# [REQUEST]
Rewrite the material below, swapping every "a dot for each instance" for "one dot per instance" and leaving everything else untouched.

# [Named-object pointing records]
--------------------------------
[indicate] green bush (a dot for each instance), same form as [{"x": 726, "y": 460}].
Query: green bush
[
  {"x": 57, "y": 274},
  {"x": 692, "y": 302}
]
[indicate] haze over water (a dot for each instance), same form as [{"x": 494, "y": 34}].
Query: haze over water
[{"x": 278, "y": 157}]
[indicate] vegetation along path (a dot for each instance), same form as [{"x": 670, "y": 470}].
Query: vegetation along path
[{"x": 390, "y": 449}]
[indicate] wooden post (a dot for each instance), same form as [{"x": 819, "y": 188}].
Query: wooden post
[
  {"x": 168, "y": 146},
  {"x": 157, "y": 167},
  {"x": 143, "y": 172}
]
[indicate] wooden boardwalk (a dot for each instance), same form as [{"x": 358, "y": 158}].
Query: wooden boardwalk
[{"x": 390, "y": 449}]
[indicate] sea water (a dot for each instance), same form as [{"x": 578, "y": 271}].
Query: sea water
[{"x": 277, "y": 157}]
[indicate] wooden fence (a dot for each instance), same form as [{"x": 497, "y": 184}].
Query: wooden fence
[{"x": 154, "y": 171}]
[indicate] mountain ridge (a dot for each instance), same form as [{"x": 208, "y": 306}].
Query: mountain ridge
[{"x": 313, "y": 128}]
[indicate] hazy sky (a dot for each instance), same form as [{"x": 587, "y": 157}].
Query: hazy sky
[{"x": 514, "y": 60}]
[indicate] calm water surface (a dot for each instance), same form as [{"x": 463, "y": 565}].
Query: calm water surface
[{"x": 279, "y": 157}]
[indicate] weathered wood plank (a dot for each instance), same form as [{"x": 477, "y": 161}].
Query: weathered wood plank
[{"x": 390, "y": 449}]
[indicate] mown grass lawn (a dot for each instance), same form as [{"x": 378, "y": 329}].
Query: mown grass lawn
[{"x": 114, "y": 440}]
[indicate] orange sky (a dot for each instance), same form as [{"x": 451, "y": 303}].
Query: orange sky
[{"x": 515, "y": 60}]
--------------------------------
# [EXERCISE RESULT]
[indicate] green bush (one dot per instance), same form as [{"x": 726, "y": 460}].
Query: green bush
[
  {"x": 57, "y": 274},
  {"x": 692, "y": 302}
]
[indicate] haze over water (one dot per instance), same form as [{"x": 494, "y": 34}].
Query: haze over water
[{"x": 278, "y": 157}]
[indicate] vegetation along path (one dot per instance), same form as [{"x": 670, "y": 470}].
Query: vegetation along path
[{"x": 390, "y": 449}]
[indicate] wooden post (one dot per instance), same form as [{"x": 819, "y": 188}].
Query: wooden post
[
  {"x": 168, "y": 146},
  {"x": 157, "y": 167},
  {"x": 143, "y": 172}
]
[indicate] wooden boardwalk (one dot per instance), same form as [{"x": 358, "y": 158}].
Query: wooden boardwalk
[{"x": 390, "y": 449}]
[indicate] sea water (one dot per instance), same form as [{"x": 578, "y": 271}].
Query: sea water
[{"x": 277, "y": 157}]
[indicate] wooden fence (one dot per instance), same form as [{"x": 497, "y": 184}].
Query: wooden fence
[{"x": 154, "y": 171}]
[indicate] mountain ridge (one dot per instance), same form as [{"x": 208, "y": 306}].
Query: mountain ridge
[{"x": 313, "y": 128}]
[indicate] hazy sky (one dot per instance), same form as [{"x": 587, "y": 157}].
Query: hazy sky
[{"x": 514, "y": 60}]
[indicate] calm water surface (one dot per instance), same form as [{"x": 463, "y": 565}].
Query: calm water surface
[{"x": 279, "y": 157}]
[indicate] weathered wood plank (one dot per instance), same form as [{"x": 477, "y": 161}].
Query: weathered wood plank
[{"x": 390, "y": 449}]
[indicate] mown grass lawn (one dot per instance), same form as [{"x": 378, "y": 329}].
Query: mown grass lawn
[{"x": 114, "y": 440}]
[indicate] orange sky (one dot per instance), same form as [{"x": 451, "y": 303}].
Query: orange sky
[{"x": 515, "y": 60}]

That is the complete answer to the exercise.